[start]

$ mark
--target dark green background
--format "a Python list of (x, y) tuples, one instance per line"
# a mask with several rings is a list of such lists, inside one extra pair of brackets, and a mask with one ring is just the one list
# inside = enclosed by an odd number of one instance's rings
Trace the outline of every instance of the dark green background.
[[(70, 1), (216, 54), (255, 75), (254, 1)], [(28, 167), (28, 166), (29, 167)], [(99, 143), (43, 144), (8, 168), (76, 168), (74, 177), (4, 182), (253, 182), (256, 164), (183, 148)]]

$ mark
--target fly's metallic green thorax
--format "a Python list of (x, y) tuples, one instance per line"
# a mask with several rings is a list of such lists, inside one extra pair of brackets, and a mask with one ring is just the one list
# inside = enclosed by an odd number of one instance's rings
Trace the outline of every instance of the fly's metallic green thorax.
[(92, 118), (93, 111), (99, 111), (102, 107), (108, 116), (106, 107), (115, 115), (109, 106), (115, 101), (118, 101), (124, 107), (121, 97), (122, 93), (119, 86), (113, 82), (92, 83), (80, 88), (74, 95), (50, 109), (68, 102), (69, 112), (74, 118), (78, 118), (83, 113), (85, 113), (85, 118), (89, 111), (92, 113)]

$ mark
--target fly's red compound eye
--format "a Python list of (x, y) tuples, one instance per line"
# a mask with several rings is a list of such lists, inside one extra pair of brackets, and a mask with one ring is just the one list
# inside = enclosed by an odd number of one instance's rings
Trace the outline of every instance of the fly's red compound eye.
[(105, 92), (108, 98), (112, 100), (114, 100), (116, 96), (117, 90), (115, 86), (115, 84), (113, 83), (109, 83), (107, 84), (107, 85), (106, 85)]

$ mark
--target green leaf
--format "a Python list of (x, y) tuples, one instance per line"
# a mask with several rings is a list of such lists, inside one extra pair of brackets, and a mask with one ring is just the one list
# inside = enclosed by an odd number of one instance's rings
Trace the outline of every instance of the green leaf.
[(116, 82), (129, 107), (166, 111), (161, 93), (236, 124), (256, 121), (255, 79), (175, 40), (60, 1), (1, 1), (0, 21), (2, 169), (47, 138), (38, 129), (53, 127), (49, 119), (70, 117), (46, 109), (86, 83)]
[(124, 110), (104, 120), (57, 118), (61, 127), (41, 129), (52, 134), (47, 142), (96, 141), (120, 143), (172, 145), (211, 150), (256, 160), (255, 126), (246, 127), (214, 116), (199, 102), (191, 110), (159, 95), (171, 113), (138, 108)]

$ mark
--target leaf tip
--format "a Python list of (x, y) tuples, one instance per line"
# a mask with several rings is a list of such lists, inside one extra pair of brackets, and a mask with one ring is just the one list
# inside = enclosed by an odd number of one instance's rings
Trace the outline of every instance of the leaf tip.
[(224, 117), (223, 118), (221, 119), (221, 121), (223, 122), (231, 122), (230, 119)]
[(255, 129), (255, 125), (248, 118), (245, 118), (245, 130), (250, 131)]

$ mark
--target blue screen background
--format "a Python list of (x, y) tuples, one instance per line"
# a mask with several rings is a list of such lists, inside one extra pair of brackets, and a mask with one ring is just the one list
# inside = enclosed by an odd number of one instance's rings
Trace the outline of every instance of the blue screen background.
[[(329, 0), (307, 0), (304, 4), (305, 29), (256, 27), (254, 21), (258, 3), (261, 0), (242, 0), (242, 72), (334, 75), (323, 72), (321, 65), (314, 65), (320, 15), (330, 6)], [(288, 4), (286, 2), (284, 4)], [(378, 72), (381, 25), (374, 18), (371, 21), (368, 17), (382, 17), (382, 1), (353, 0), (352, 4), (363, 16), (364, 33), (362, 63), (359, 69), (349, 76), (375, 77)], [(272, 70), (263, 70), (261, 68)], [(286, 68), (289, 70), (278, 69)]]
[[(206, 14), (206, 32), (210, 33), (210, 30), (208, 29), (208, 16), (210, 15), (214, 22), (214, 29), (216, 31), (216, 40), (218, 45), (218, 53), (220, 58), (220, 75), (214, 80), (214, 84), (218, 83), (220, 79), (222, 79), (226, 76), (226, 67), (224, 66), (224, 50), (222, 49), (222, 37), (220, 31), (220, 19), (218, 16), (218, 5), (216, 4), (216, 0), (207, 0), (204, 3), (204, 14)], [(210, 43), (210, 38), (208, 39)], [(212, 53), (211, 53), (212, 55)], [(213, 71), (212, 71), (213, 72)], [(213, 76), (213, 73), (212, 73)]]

[end]

■ **TASK GOAL**
Set down the entries above again, word for word.

■ **ANSWER BELOW**
$ mark
--target dark green background
--format "a Python list of (x, y) tuples, one instance per line"
# a mask with several rings is a list of such lists, inside one extra pair of brackets, and a mask with one ring is just the one list
# inside = enclosed by an odd number of one instance's rings
Trace the outline of every instance of the dark green background.
[[(70, 1), (216, 54), (255, 75), (254, 1)], [(28, 167), (28, 166), (29, 167)], [(99, 143), (43, 144), (8, 168), (76, 168), (74, 177), (4, 182), (253, 182), (256, 164), (183, 148)]]

$ mark
--target fly's metallic green thorax
--format "a Python list of (x, y) tuples, one instance per line"
# a mask with several rings is a list of such lists, inside one extra pair of brackets, and a mask with one ring is just the one list
# inside = enclosed by an odd number of one instance's rings
Trace the outline of every instance of the fly's metallic green thorax.
[(92, 118), (93, 111), (99, 111), (102, 107), (108, 116), (106, 107), (115, 115), (109, 106), (115, 101), (118, 101), (124, 107), (121, 97), (122, 93), (119, 86), (113, 82), (92, 83), (80, 88), (74, 95), (50, 109), (68, 102), (69, 112), (74, 118), (78, 118), (83, 113), (85, 113), (85, 118), (89, 111), (92, 113)]

$ mark
--target fly's red compound eye
--format "a Python list of (x, y) tuples, one instance per line"
# a mask with several rings is a list of such lists, inside one extra pair of brackets, and a mask with one ring is just the one list
# inside = enclosed by an odd number of one instance's rings
Trace the outline of every instance of the fly's red compound eye.
[(105, 92), (108, 98), (112, 100), (114, 100), (116, 96), (117, 90), (115, 86), (115, 84), (113, 83), (109, 83), (107, 84), (107, 85), (106, 85)]

$ mark
--target green leaf
--format "a Python list of (x, y) tuples, one instance per line"
# a mask with several rings is a list of such lists, inside one extra pair of brackets, and a mask with one ring is just the one list
# inside = enclosed by an odd number of one instance's rings
Trace the outline of every instance of the green leaf.
[(116, 82), (129, 107), (166, 111), (161, 93), (236, 124), (256, 121), (255, 79), (175, 40), (60, 1), (1, 1), (0, 21), (2, 169), (47, 138), (38, 129), (53, 127), (49, 119), (70, 117), (46, 109), (86, 83)]
[(124, 110), (104, 120), (57, 118), (61, 127), (41, 129), (52, 134), (47, 142), (96, 141), (120, 143), (172, 145), (211, 150), (256, 160), (255, 126), (246, 127), (214, 116), (199, 102), (191, 110), (159, 95), (171, 113), (138, 108)]

$ mark
--target leaf tip
--format "a Python list of (x, y) tuples, one instance per line"
# a mask with several rings is a list of such lists, inside one extra pair of brackets, and a mask with one ring is just the one list
# inside = enclosed by an odd number of one instance's rings
Trace the outline of every instance of the leaf tip.
[(224, 117), (223, 118), (221, 119), (221, 121), (223, 122), (231, 122), (230, 119)]
[(255, 129), (255, 125), (248, 118), (245, 118), (245, 130), (250, 131)]

$ mark
--target blue screen background
--format "a Python list of (x, y) tuples, one instance per line"
# a mask with several rings is a list of such lists, inside one extra pair of brackets, and a mask with one ring is just the one list
# inside = enclosed by an odd number of one instance's rings
Trace the outline of every instance of the blue screen background.
[[(329, 0), (307, 0), (304, 4), (305, 29), (256, 27), (254, 21), (258, 3), (261, 0), (242, 0), (242, 72), (334, 75), (323, 72), (321, 65), (314, 65), (320, 15), (330, 6)], [(288, 4), (286, 2), (284, 4)], [(378, 72), (381, 25), (374, 18), (371, 21), (368, 17), (382, 17), (382, 1), (353, 0), (352, 4), (363, 16), (364, 33), (362, 63), (359, 69), (349, 76), (375, 77)], [(272, 70), (263, 70), (261, 68)], [(286, 68), (289, 70), (278, 69)]]
[[(206, 14), (206, 32), (210, 33), (210, 30), (208, 29), (208, 16), (210, 15), (214, 22), (214, 29), (216, 31), (216, 40), (218, 45), (218, 53), (220, 58), (220, 75), (214, 80), (214, 84), (218, 83), (220, 79), (222, 79), (226, 76), (226, 67), (224, 66), (224, 50), (222, 49), (222, 37), (220, 31), (220, 19), (218, 16), (218, 5), (216, 4), (216, 0), (207, 0), (204, 3), (204, 14)], [(210, 43), (210, 38), (208, 39)], [(212, 53), (211, 53), (212, 55)], [(213, 71), (212, 71), (213, 72)], [(213, 76), (213, 73), (212, 73)]]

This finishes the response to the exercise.